### Exercise aim
Give as output the line that contains "Reviewer note: verify one keypoint per instance of the shadowed", followed by every remaining line of the entries, unchanged and with nothing added.

[Saved entries]
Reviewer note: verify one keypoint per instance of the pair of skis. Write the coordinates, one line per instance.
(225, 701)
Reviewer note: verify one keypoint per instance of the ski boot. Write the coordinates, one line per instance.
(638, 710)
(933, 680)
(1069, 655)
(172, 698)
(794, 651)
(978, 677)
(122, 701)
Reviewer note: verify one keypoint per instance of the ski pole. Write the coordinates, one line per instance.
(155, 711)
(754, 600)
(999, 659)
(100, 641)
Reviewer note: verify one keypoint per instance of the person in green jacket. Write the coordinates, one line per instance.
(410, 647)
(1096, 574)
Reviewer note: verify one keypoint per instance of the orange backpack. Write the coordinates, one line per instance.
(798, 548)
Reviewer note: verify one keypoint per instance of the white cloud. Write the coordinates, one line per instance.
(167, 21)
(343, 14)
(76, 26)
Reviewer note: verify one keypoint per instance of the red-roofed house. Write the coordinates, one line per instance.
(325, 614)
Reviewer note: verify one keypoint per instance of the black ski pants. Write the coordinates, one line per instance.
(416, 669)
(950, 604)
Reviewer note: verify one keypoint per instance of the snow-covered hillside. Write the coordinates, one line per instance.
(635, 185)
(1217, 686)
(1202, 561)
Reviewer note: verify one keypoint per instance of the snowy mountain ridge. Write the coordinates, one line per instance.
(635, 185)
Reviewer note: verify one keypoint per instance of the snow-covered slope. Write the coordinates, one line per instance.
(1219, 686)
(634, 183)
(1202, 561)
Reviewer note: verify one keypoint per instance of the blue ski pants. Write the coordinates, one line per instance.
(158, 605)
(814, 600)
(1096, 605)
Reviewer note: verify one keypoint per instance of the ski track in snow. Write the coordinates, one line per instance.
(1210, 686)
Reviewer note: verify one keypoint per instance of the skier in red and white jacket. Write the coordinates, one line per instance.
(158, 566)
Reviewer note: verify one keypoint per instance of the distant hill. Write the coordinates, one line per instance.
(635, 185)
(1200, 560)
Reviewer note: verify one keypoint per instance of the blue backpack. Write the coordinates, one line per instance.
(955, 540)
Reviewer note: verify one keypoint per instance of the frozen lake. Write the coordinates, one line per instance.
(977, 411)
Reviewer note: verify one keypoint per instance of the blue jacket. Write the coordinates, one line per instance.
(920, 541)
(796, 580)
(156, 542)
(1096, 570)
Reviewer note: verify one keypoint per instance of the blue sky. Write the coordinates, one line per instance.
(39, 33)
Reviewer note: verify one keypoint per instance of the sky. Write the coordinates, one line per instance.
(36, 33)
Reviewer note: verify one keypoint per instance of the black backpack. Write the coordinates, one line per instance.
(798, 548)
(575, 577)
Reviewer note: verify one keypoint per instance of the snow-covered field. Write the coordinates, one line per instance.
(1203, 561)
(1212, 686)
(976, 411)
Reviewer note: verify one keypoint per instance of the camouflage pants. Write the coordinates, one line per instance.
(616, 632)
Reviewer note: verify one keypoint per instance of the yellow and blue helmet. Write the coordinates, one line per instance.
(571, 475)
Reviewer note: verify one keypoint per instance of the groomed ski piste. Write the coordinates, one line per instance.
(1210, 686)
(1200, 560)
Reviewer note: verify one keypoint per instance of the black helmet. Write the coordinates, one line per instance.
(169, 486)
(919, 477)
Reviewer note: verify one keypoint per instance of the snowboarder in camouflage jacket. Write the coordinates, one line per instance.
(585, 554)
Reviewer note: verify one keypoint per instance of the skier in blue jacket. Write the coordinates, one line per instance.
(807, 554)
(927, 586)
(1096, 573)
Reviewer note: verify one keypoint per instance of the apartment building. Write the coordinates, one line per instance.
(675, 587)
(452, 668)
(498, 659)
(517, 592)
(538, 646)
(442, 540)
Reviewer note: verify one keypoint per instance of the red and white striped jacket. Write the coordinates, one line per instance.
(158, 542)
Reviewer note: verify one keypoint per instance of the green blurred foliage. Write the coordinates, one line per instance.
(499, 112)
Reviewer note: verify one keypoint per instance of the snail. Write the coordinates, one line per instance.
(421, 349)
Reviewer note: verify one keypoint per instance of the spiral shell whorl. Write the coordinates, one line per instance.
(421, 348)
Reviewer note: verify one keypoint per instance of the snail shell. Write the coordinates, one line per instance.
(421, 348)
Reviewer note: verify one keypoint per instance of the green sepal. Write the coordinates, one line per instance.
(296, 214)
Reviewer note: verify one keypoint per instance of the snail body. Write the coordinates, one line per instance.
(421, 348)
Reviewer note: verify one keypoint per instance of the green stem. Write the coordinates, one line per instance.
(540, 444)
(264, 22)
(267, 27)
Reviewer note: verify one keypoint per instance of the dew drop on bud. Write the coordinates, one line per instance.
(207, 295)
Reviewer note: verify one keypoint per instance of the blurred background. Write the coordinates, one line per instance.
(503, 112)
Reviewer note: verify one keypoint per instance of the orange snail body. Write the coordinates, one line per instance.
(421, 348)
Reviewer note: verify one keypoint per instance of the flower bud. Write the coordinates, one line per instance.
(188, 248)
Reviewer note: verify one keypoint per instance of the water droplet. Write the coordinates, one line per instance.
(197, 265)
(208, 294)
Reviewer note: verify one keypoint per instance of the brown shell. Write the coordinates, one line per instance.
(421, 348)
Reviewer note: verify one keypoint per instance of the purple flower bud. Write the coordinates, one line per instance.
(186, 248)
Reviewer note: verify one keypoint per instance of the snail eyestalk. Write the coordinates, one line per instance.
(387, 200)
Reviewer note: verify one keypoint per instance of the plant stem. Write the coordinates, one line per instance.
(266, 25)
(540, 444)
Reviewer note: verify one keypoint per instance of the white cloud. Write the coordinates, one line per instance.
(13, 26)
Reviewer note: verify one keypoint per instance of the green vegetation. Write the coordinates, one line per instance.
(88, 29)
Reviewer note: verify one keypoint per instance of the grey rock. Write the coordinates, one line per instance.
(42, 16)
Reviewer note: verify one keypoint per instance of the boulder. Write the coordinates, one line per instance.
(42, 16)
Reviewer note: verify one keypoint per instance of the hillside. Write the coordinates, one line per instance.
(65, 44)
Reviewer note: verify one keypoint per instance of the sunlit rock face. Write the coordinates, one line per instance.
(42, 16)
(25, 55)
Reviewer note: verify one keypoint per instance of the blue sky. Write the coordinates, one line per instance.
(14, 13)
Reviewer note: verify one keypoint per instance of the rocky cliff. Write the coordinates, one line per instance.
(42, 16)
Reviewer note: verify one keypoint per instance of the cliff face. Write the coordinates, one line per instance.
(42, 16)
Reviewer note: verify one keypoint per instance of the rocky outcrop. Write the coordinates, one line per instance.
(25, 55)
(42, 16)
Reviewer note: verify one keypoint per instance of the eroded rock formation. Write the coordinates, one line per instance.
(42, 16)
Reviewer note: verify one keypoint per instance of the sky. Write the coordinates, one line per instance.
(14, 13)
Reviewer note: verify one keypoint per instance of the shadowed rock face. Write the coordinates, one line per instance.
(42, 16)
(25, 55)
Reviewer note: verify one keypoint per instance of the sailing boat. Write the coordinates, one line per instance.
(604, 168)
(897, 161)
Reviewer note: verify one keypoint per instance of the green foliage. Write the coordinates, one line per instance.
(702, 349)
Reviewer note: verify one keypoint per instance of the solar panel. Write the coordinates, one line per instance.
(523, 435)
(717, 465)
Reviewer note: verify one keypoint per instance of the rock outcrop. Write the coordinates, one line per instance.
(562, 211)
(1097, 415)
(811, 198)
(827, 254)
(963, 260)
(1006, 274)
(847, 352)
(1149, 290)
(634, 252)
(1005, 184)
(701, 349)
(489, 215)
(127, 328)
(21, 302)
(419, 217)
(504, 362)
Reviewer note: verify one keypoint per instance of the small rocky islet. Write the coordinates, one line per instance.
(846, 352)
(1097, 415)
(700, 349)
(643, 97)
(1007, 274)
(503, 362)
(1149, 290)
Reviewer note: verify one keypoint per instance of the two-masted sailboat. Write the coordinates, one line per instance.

### Written reply
Reviewer note: verify one keypoint per instance of the shadowed rock face. Write the coordinates, one line per instance.
(42, 16)
(25, 55)
Reviewer note: verify one keypoint per instance of the sailing boat. Write the coordinates, one line per instance.
(604, 168)
(897, 161)
Reviewer note: verify one keypoint per instance of the green foliage. Write the coordinates, one line per instance.
(702, 349)
Reviewer note: verify one keypoint per instance of the solar panel. Write the coordinates, one line per instance.
(523, 435)
(717, 465)
Reviewer note: verify one keypoint per instance of the rock outcrop. Write the coordinates, one line per instance.
(562, 211)
(1097, 415)
(811, 198)
(827, 254)
(963, 260)
(1006, 274)
(847, 352)
(1149, 290)
(634, 252)
(1005, 184)
(701, 349)
(489, 215)
(127, 328)
(21, 302)
(419, 217)
(504, 362)
Reviewer note: verify one keypoint per instance of the small rocky islet. Write the coordinates, one line per instance.
(846, 352)
(1097, 415)
(700, 349)
(643, 97)
(1007, 274)
(503, 362)
(1149, 290)
Reviewer note: verify one keypoint per instance of the two-masted sailboat. Write the coordinates, one line per instance.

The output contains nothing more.